- **TASK**
Output the lines of the records from the one containing "Tag the palm" through the last, both ends included. Leave pictures out.

- **Stored records**
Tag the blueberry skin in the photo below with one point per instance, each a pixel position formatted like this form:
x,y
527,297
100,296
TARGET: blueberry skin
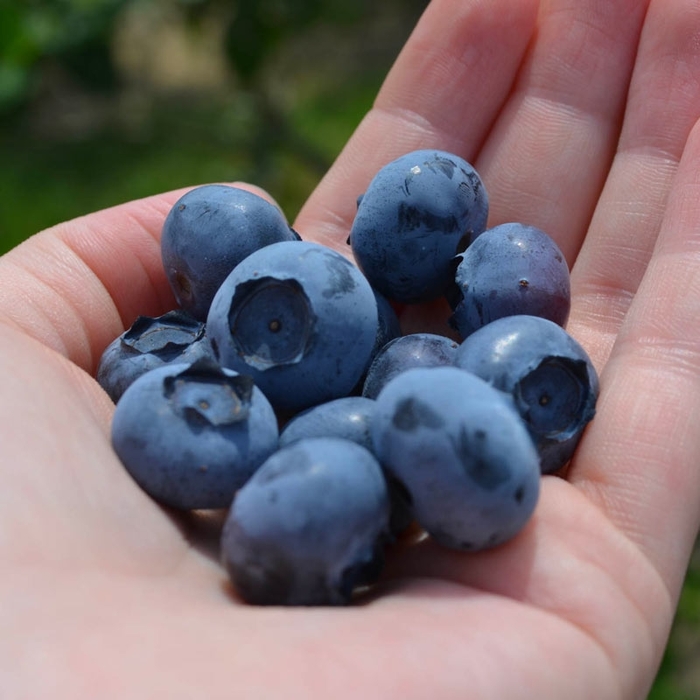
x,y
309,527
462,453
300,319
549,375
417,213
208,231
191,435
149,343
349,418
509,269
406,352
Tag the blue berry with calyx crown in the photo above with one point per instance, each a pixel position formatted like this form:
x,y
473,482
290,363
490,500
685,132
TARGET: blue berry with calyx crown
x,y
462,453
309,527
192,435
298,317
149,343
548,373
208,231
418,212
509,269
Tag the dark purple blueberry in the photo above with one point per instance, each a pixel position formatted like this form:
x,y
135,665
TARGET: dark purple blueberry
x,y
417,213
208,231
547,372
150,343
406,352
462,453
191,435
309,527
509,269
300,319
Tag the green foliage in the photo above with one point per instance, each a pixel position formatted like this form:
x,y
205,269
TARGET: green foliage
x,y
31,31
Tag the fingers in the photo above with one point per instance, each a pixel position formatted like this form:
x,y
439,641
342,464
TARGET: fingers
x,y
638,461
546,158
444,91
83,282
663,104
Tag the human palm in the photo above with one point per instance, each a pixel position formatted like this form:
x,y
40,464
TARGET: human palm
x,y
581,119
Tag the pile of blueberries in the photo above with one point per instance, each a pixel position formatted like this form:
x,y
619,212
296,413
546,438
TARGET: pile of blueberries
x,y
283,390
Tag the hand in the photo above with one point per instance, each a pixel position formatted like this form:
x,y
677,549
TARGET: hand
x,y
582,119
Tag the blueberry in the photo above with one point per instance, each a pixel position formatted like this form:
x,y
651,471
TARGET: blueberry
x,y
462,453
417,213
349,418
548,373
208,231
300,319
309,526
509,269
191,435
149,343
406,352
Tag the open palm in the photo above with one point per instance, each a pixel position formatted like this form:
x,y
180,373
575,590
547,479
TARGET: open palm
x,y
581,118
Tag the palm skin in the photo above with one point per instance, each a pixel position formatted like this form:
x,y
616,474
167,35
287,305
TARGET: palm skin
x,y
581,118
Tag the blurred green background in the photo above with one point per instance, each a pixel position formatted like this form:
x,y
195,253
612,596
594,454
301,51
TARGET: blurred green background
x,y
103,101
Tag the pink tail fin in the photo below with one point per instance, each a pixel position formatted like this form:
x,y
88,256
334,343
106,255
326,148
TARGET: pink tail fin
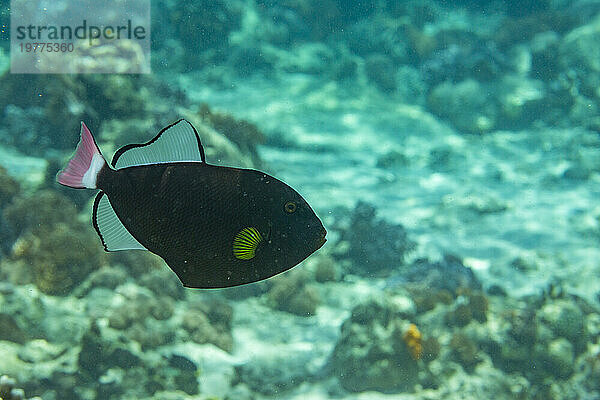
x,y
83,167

- **EXERCISE ANSWER**
Tag the palm skin in the photo above with one point per instance, each a pixel position formatted like this form:
x,y
616,474
167,35
287,305
TARGET: palm skin
x,y
581,118
Tag the blurred green background in the photo above with one point per instance, each a pixel position formatted like this form:
x,y
195,253
612,596
594,454
301,51
TARGET: blurred green background
x,y
103,101
Tag the pink tail fin in the photo below with one point per instance, each a pixel position formatted like this form:
x,y
88,256
334,343
106,255
326,148
TARGET: pink tail fin
x,y
83,167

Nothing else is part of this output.